Update CUDA out of memory mesage with private pool info

ghstack-source-id: df2d76357eac5113798fabd7f02bc6eaeb41afca Pull Request resolved: #124673
pytorch · Apr 23, 2024 · 93d1fa6 · 93d1fa6
1 parent bb37910
commit 93d1fa6
Showing 1 changed file with 26 additions and 3 deletions.
diff --git a/c10/cuda/CUDACachingAllocator.cpp b/c10/cuda/CUDACachingAllocator.cpp
@@ -1111,6 +1111,26 @@ class DeviceCachingAllocator {
               .current;
       auto observers_local = oom_observers_;
 
+      size_t allocated_in_private_pools = 0;
+      auto get_size_block = [](const BlockPool& pool) {
+        size_t res = 0;
+        for (const auto& block : pool.blocks) {
+          res += block->size;
+        }
+        return res;
+      };
+      for (const auto& p : graph_pools) {
+        allocated_in_private_pools += get_size_block(p.second->large_blocks);
+        allocated_in_private_pools += get_size_block(p.second->small_blocks);
+      }
+
+      std::string private_pool_msg;
+
+      if (allocated_in_private_pools > 0) {
+        private_pool_msg = "with " + format_size(allocated_in_private_pools) +
+            " allocated in private pools (eg: CUDAGraphs), ";
+      }
+
       // Make sure we do not have the device lock before calling our
       // observers which might need hold the GIL
       // It is safe to release at this point because will no longer
@@ -1157,9 +1177,12 @@ class DeviceCachingAllocator {
           " is free. ",
           proc_info,
           "Of the allocated memory ",
-          format_size(allocated_bytes),
-          " is allocated by PyTorch, and ",
-          format_size(reserved_bytes - allocated_bytes),
+          format_size(allocated_bytes + allocated_in_private_pools),
+          " is allocated by PyTorch, ",
+          private_pool_msg,
+          "and ",
+          format_size(
+              reserved_bytes - allocated_bytes - allocated_in_private_pools),
           " is reserved by PyTorch but unallocated.",
           " If reserved but unallocated memory is large try setting",
           " PYTORCH_CUDA_ALLOC_CONF=expandable_segments:True to avoid"

* **GIVEN INSTRUCTION 1**: Rewrite the lines of the image segmentation listing, switching "outline" to "boundary" and keeping everything else the same. Omit the pictures from your answer.

[Image segmentation listing]
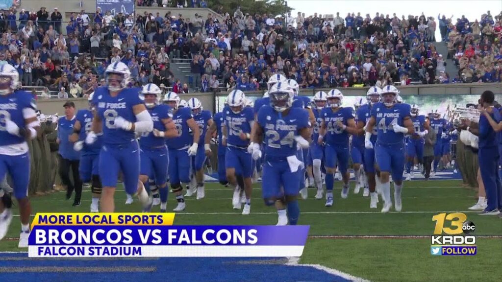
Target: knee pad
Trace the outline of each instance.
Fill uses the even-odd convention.
[[[91,192],[95,194],[101,194],[103,190],[103,185],[99,179],[99,176],[93,175],[91,180]]]
[[[171,190],[173,193],[176,193],[181,192],[181,190],[183,190],[183,188],[181,187],[181,184],[179,183],[172,183],[171,184]]]
[[[11,196],[6,193],[4,194],[4,196],[2,197],[2,202],[4,204],[4,206],[5,206],[7,209],[10,209],[12,208],[12,197]]]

* **GIVEN INSTRUCTION 2**: From the commit diff, reproduce the part that opens with the words containing "ghstack-source-id: df2d76357eac5113798fabd7f02bc6eaeb41afca Pull" and closes with "and 3 deletions.".

* **EXERCISE ANSWER 1**:
Target: knee pad
Trace the boundary of each instance.
Fill uses the even-odd convention.
[[[91,192],[95,194],[101,194],[103,190],[103,185],[99,179],[99,176],[93,175],[91,180]]]
[[[171,190],[173,193],[176,193],[181,192],[181,190],[183,190],[183,188],[181,187],[181,184],[179,183],[172,183],[171,184]]]
[[[11,196],[6,193],[4,194],[4,196],[2,197],[2,202],[4,204],[4,206],[5,206],[7,209],[10,209],[12,208],[12,197]]]

* **EXERCISE ANSWER 2**:
ghstack-source-id: df2d76357eac5113798fabd7f02bc6eaeb41afca Pull Request resolved: #124673
pytorch · Apr 23, 2024 · 93d1fa6 · 93d1fa6
1 parent bb37910
commit 93d1fa6
Showing 1 changed file with 26 additions and 3 deletions.